--- INSTRUCTIONS TO FOLLOW ---
Copy the rows below from the first one through the line containing "[[32, 148], [56, 186], [85, 176], [67, 107]]", with "sample run" renamed to "trial run" and nothing else changed.

--- DATASET CONTENT ---
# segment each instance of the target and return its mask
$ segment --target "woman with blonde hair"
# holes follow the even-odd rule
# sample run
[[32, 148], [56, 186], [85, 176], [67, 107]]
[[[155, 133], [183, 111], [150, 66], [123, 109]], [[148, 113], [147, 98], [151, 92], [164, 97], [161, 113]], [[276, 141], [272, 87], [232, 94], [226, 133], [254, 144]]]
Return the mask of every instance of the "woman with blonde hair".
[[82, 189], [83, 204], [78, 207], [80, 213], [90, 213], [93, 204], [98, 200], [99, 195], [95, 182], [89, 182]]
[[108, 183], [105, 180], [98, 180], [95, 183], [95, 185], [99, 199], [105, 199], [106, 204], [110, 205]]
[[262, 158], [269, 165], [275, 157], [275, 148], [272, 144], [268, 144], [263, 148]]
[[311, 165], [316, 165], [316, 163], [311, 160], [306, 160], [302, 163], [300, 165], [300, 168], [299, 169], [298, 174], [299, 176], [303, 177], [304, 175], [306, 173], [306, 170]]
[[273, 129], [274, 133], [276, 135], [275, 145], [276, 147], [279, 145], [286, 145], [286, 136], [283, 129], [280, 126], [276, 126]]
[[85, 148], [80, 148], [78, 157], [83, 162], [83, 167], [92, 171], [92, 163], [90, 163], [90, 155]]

--- TASK ANSWER ---
# segment each instance of the target and return its mask
$ segment --target "woman with blonde hair"
# holes follow the even-odd rule
# trial run
[[32, 148], [56, 186], [85, 176], [67, 107]]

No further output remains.